Start of DATA PROVIDED

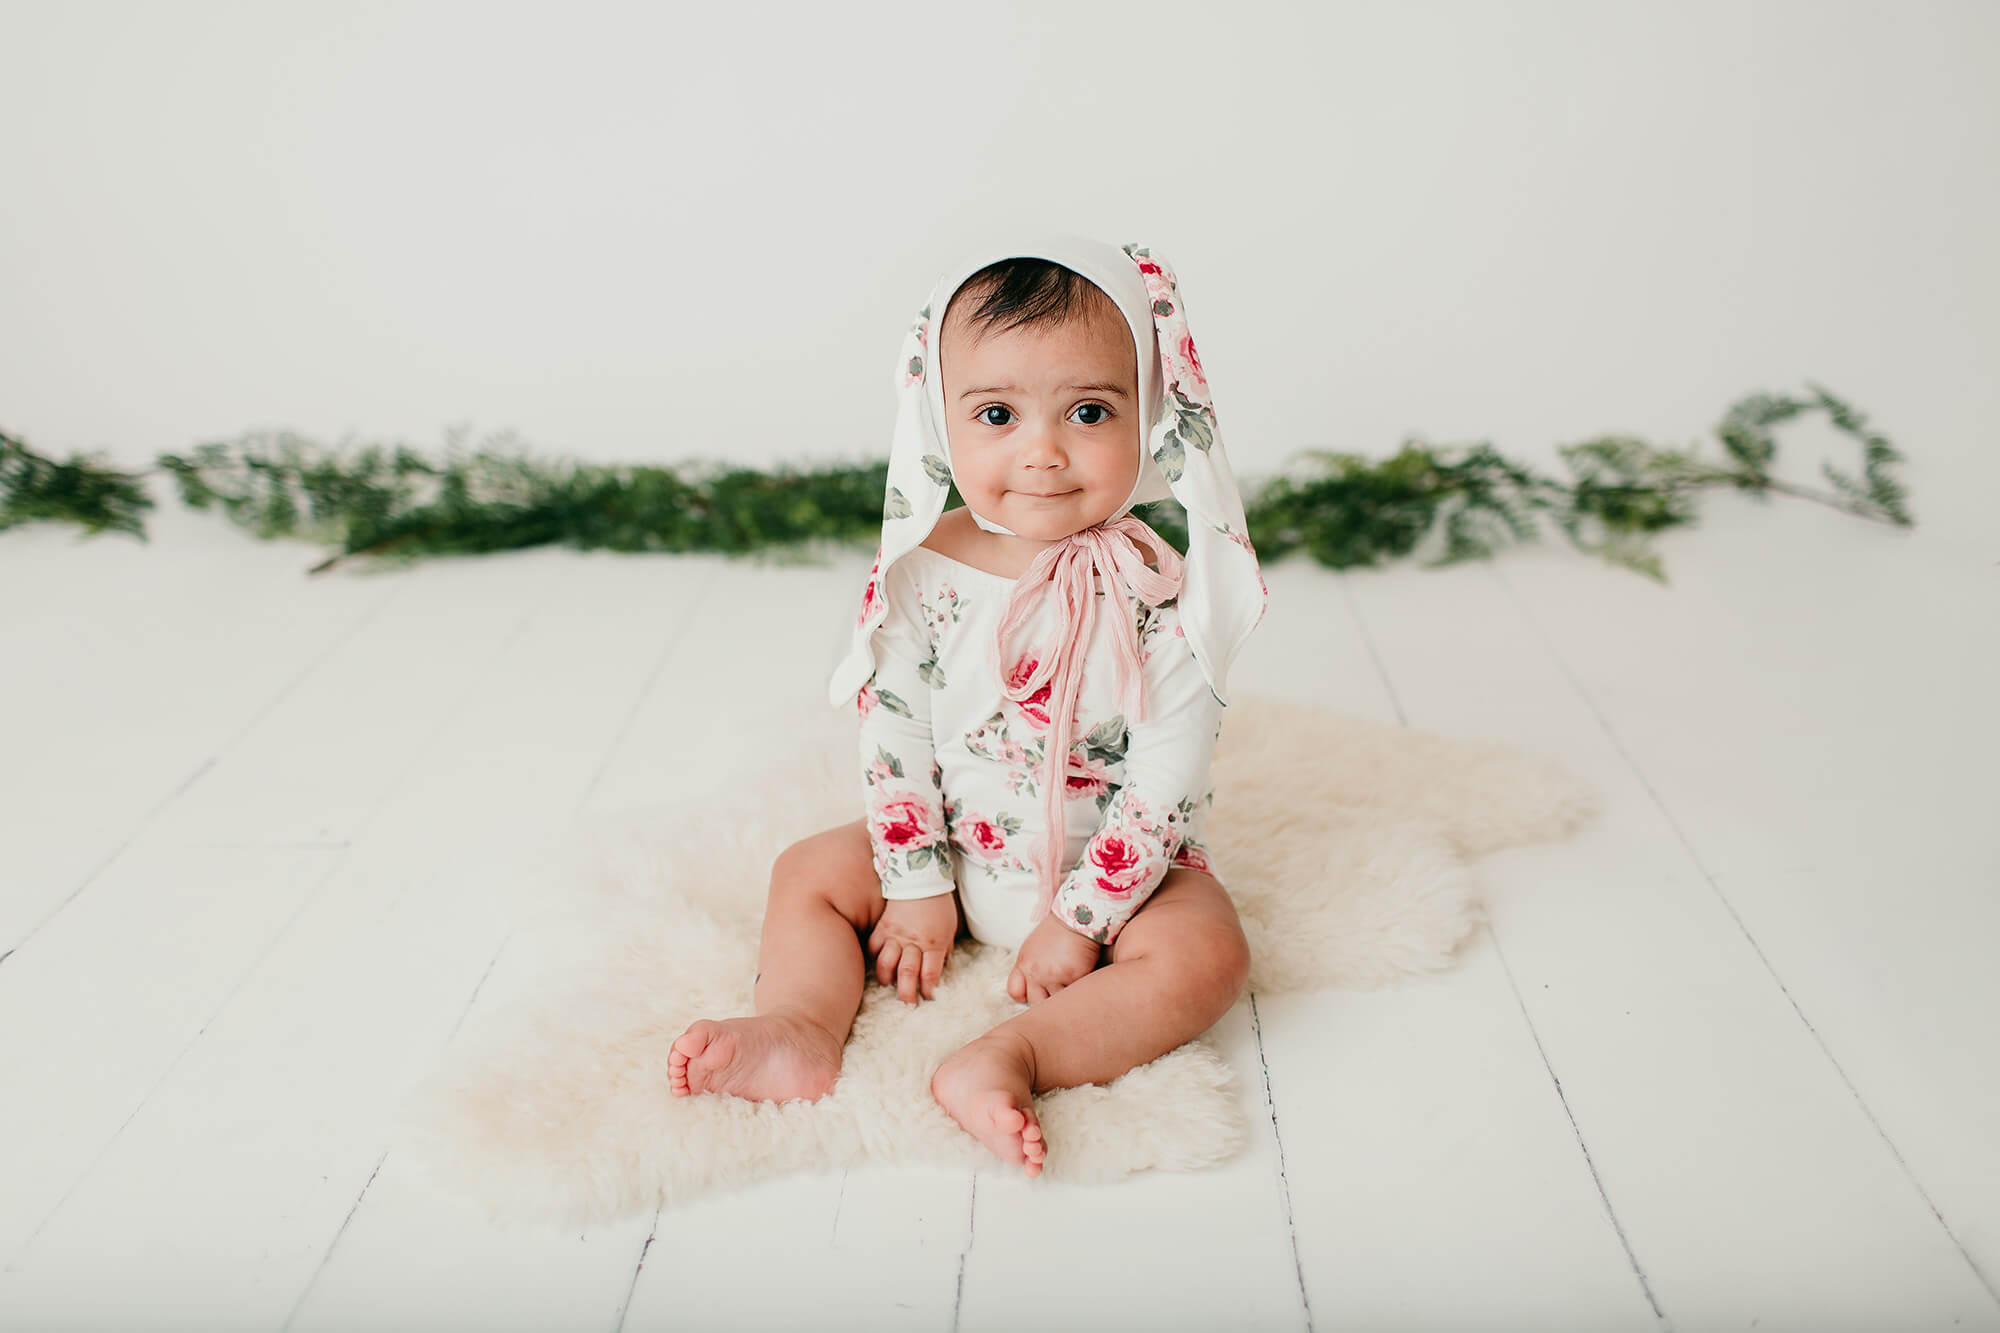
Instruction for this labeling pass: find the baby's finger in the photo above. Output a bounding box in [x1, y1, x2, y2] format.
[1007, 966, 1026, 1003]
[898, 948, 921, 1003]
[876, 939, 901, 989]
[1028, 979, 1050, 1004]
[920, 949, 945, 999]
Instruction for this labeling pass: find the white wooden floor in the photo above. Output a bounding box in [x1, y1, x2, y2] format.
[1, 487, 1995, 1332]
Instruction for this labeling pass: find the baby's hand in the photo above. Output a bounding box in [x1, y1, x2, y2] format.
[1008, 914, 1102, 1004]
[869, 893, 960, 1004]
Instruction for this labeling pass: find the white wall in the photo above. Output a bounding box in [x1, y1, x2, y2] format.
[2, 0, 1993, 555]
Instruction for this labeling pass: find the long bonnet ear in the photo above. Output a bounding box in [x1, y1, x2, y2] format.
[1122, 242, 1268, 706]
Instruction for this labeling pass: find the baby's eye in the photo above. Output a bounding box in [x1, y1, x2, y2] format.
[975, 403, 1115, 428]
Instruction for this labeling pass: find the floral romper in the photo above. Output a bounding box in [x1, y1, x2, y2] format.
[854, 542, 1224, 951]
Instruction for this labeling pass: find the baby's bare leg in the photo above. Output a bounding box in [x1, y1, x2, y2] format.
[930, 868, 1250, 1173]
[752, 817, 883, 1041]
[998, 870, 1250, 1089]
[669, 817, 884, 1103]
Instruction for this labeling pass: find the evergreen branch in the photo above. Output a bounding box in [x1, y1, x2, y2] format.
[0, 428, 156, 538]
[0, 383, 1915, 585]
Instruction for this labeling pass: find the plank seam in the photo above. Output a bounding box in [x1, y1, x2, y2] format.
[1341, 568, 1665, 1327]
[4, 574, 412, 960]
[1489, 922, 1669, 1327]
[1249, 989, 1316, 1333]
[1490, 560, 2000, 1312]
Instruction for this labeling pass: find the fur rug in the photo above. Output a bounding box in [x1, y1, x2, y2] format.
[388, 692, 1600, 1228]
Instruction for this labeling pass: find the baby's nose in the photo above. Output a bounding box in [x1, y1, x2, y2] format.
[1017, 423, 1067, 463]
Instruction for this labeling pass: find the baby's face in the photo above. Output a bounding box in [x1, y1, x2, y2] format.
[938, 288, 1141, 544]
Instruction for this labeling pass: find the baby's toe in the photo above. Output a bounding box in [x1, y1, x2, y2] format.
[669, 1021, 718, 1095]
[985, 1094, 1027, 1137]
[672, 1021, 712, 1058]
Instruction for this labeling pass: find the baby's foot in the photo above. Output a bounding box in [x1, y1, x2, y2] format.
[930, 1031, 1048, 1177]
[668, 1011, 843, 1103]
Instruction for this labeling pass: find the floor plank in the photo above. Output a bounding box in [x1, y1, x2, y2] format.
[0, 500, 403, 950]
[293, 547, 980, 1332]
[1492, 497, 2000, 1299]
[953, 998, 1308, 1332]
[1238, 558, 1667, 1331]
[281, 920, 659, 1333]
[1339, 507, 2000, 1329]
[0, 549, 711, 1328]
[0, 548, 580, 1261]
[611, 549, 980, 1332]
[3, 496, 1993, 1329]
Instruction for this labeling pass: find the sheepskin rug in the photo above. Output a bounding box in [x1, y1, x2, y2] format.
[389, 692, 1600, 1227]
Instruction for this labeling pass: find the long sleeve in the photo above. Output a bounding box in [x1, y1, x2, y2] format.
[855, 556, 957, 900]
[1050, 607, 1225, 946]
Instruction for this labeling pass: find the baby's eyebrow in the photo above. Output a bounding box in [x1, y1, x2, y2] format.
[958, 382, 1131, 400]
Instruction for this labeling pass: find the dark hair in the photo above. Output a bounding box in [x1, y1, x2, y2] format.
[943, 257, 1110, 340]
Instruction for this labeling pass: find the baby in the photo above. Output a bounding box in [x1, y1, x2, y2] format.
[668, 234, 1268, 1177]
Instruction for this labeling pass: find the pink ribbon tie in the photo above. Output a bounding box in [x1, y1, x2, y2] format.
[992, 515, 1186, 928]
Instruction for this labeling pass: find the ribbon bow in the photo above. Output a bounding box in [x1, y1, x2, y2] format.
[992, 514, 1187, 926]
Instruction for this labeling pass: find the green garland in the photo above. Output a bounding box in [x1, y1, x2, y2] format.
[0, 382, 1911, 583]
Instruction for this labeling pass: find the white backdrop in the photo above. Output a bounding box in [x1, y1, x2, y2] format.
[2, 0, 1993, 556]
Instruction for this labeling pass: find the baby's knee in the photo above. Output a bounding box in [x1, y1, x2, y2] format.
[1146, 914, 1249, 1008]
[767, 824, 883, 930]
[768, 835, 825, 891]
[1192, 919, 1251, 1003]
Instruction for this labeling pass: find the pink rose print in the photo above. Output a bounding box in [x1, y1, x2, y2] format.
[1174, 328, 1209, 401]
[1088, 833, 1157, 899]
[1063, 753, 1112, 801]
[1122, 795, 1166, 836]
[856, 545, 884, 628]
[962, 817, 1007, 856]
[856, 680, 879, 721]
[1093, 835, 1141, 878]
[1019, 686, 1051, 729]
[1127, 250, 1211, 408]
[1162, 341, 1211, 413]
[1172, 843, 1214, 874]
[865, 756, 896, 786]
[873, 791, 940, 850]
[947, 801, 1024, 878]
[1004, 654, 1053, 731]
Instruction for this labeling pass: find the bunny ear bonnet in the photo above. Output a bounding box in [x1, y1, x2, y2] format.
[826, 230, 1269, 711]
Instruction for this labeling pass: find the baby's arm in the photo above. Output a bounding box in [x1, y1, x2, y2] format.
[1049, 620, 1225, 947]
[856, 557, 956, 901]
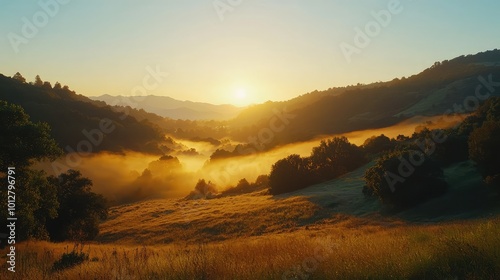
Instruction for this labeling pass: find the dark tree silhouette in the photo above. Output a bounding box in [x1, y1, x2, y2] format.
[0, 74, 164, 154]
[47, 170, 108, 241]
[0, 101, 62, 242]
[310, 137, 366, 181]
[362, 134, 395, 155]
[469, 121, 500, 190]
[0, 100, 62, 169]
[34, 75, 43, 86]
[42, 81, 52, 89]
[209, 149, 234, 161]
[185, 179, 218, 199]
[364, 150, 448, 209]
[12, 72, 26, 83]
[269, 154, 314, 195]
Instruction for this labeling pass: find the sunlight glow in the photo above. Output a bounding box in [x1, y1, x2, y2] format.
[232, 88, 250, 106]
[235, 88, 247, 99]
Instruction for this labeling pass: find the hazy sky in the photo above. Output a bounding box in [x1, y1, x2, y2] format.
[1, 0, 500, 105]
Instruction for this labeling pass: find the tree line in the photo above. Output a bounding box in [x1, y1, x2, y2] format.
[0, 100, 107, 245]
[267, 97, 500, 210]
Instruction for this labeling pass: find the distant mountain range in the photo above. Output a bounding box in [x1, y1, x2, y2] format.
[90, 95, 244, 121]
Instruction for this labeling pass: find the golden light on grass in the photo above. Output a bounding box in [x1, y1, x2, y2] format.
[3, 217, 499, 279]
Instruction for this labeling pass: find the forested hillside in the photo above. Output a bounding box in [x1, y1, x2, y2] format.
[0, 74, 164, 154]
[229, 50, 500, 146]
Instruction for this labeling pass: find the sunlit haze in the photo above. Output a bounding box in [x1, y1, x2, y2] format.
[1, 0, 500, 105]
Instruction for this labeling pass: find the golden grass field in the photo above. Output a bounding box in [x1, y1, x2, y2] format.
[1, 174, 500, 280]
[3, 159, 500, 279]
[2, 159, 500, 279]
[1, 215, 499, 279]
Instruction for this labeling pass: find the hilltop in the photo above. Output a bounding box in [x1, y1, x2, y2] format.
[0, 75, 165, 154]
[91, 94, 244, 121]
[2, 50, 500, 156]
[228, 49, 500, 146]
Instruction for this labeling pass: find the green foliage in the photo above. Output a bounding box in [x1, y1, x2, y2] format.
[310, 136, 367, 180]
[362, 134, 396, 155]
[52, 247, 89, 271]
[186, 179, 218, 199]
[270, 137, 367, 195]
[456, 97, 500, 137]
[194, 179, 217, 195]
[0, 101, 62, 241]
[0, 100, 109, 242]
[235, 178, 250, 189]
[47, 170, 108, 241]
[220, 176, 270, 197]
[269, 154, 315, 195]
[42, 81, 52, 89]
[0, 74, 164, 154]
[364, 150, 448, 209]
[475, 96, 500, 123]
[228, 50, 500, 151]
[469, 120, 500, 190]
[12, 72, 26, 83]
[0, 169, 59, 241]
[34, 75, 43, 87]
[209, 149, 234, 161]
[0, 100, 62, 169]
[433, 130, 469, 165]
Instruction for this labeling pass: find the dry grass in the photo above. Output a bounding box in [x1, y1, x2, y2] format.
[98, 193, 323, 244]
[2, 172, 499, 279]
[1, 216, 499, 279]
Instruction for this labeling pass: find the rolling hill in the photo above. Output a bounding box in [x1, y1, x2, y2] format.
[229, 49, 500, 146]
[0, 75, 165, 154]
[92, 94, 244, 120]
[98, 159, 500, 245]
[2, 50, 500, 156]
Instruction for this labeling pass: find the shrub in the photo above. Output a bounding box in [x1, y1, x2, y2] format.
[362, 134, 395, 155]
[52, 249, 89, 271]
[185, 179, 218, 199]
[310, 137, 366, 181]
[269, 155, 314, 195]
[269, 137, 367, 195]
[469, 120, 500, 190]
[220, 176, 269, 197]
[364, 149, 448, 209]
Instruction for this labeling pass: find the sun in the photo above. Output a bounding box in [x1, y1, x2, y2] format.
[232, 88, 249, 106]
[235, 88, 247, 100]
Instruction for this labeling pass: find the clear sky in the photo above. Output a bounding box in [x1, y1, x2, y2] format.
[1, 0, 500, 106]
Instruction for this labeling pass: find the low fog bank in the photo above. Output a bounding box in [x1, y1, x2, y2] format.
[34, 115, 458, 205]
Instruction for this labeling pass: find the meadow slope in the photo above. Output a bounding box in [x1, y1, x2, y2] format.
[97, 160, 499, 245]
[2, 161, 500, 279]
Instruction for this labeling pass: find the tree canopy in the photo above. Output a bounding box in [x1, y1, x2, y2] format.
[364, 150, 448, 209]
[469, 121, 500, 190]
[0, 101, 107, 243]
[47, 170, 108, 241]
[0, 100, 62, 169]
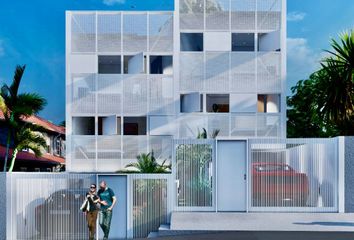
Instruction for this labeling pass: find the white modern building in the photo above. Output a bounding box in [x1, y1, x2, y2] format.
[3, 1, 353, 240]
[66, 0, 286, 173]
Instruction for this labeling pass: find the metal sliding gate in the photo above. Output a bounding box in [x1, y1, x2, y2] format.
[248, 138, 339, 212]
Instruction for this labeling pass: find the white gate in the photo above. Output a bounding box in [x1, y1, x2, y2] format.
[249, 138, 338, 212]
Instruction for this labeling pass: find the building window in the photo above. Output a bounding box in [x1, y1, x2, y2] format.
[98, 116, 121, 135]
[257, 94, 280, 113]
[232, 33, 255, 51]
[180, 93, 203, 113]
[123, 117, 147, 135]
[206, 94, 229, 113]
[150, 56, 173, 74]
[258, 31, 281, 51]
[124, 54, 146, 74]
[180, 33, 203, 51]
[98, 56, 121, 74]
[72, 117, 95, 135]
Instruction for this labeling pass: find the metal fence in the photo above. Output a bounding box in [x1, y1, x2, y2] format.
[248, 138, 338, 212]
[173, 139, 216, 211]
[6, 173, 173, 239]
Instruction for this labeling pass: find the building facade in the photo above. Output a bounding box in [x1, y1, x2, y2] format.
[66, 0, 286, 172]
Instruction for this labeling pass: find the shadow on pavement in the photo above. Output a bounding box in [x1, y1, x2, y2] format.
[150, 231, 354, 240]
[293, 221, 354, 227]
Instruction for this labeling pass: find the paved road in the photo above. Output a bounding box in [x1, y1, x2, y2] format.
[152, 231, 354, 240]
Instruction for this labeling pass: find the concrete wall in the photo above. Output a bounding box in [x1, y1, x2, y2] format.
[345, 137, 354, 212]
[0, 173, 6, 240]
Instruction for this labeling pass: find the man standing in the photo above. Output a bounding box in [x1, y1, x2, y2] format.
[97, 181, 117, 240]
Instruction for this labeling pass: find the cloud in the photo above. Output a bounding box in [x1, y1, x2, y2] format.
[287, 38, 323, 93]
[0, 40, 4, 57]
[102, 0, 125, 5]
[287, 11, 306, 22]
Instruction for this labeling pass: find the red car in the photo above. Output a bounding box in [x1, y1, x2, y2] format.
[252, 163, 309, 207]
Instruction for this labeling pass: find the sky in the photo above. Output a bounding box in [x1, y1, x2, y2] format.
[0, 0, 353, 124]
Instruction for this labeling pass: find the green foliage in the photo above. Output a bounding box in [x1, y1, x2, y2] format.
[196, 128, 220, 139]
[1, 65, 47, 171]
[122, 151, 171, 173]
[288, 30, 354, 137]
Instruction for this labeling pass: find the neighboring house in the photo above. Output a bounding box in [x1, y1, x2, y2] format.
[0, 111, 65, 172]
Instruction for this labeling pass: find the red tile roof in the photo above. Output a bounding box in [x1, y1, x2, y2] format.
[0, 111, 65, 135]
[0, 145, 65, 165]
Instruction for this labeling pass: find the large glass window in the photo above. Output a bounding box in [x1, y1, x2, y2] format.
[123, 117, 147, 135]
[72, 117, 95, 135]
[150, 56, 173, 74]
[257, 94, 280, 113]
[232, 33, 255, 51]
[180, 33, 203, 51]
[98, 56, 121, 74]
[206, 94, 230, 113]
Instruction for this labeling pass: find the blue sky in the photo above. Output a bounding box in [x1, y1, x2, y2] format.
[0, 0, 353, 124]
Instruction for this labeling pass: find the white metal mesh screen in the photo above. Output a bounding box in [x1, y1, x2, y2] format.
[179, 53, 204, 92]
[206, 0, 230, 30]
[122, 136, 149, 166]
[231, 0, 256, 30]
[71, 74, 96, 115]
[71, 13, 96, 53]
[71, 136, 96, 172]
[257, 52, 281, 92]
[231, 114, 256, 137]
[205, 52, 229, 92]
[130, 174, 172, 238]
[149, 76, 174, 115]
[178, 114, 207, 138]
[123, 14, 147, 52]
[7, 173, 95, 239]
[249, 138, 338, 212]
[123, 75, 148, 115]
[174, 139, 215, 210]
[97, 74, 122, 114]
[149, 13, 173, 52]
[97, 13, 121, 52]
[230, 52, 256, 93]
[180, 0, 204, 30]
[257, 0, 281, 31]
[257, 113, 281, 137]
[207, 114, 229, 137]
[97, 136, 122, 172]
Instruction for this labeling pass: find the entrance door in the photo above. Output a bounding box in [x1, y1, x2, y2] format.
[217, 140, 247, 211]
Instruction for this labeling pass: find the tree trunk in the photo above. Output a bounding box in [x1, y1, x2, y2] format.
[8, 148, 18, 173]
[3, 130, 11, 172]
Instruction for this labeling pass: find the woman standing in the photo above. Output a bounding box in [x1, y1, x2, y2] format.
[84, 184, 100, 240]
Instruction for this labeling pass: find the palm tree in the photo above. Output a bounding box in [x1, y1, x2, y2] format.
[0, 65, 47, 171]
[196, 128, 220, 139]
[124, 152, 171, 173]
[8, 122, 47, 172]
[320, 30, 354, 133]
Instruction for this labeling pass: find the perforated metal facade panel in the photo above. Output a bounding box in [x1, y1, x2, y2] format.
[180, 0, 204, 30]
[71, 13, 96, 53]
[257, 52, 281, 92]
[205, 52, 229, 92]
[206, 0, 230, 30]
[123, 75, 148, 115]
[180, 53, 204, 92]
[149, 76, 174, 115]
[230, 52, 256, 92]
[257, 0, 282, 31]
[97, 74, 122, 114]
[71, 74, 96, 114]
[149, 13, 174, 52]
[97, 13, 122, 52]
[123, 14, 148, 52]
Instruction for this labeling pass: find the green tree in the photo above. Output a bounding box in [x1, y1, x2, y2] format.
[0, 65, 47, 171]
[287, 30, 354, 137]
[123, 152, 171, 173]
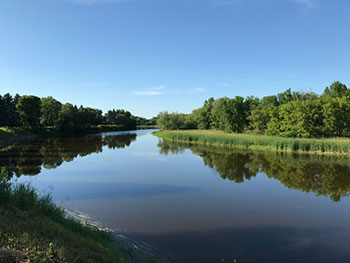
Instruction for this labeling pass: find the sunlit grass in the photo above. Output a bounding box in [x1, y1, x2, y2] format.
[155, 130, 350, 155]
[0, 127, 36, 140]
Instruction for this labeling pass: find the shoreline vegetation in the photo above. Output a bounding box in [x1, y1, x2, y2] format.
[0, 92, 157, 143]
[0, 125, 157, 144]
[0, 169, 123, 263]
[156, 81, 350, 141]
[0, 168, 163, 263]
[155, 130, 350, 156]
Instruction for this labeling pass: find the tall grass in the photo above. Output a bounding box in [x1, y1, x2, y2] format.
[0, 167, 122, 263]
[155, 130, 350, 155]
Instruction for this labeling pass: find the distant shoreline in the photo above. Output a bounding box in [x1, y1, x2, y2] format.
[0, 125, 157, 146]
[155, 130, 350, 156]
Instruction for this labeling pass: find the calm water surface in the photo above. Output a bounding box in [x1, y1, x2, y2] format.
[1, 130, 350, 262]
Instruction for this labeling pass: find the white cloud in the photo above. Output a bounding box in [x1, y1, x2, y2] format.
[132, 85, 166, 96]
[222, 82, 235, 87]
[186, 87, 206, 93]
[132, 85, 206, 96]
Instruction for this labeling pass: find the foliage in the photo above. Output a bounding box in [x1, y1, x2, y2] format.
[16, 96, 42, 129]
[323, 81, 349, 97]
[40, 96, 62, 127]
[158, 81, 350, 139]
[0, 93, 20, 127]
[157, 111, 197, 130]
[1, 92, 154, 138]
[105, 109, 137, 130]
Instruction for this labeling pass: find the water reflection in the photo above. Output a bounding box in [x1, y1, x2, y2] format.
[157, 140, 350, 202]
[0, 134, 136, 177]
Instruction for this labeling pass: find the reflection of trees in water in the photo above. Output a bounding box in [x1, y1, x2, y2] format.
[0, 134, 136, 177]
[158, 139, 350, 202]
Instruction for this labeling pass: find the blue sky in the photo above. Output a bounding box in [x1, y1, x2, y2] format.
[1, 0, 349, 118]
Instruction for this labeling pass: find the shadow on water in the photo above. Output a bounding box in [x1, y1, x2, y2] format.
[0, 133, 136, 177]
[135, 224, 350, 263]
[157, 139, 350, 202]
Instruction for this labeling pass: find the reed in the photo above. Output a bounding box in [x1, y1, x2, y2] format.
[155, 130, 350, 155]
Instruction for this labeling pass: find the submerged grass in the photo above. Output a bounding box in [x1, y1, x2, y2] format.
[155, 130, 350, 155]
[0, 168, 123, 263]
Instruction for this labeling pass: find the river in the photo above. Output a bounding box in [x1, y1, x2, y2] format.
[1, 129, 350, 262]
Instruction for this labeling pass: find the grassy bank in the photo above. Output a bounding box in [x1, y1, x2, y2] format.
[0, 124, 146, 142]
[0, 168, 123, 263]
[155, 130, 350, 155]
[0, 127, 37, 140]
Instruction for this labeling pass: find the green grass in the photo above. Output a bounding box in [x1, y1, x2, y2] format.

End of DATA PROVIDED

■ **TRY IT**
Begin with the line that contains "Instruction for this labeling pass: find the reflection" and end with the last line of the data. Repeat those two lines and all between them exactly.

■ **WORKED SOLUTION**
Instruction for this labeling pass: find the reflection of trees in water in the photo above. Output a bounding box in [x1, y1, x2, y2] format.
[0, 134, 136, 177]
[158, 139, 350, 202]
Instruction for this labeling pass: find the blue sky in the photo above. Output a bounding box in [x1, y1, x2, y2] format.
[1, 0, 349, 118]
Instruction for this labeling pass: find the shadow on water in the photo above. Output a bounding box in [x1, y1, x2, y2] format.
[0, 133, 136, 177]
[135, 224, 350, 263]
[157, 139, 350, 202]
Instruction for this labeling pass: find the reed in the photo above. Output a bounding box in [x1, y1, x2, y2] format.
[155, 130, 350, 155]
Instruction for this labeling pass: find the submerged grass in the photo above. Output a bounding box in [x1, y1, x2, y2] format.
[155, 130, 350, 155]
[0, 168, 123, 263]
Instruction for this labeling pass: find the river in the photo above. Output a bounding box in [x1, y1, x2, y2] format.
[1, 129, 350, 262]
Instruction for this labeling pass: find the grassy bank in the photo above. Output a bounding box in [x1, y1, x2, y2] format.
[0, 124, 146, 142]
[0, 168, 123, 263]
[155, 130, 350, 155]
[0, 127, 37, 140]
Instruction for this labeling pass: find the green grass in the photo above. Output a bounding box in [x1, y1, x2, y2] format.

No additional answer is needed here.